Document section:
────────────────

There are times when even experimented sysadmins do stupid things. One of that moments happened to me when I tried some speed tests on my ssd RAID1.
The result was not so satisfactory. Corrupted /boot partition with missing files and orphan inodes.
To make things more complicated I have the following constraints that make this operation even harder:
– my boot partition is in fact an ext4 partition over a mdraid 1.2 Linux software RAID1.
– my root partition is an ext4 partition in a logical volume group (lvm) over a mdraid 1.2 Linux software RAID1.
The following is a result of two days of trial and error to get a correct procedure to recover the system without having to do any reinstall.

────────────────

Source material:
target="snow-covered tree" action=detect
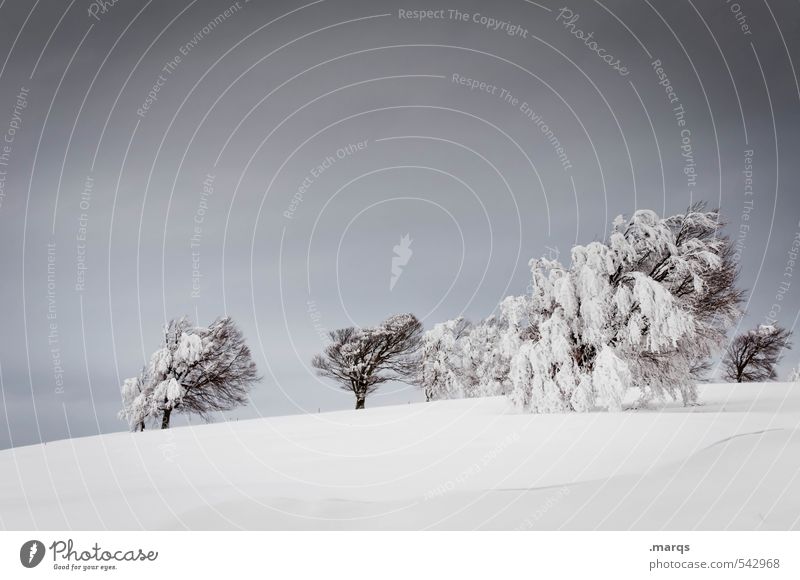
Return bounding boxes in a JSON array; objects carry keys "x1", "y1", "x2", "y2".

────────────────

Directive 1:
In the boot partition recovery text, what problems did the corrupted /boot partition have?
Directive 2:
Condense the paragraph of the boot partition recovery text that begins "To make things more complicated", including its two dashed items, into a shorter list.
The lines have no connection to the boot partition recovery text.

Task solution 1:
It had missing files and orphan inodes.

Task solution 2:
Constraints that make recovery harder:
- /boot: ext4 on an mdraid 1.2 Linux software RAID1
- root: ext4 in an LVM volume group on an mdraid 1.2 Linux software RAID1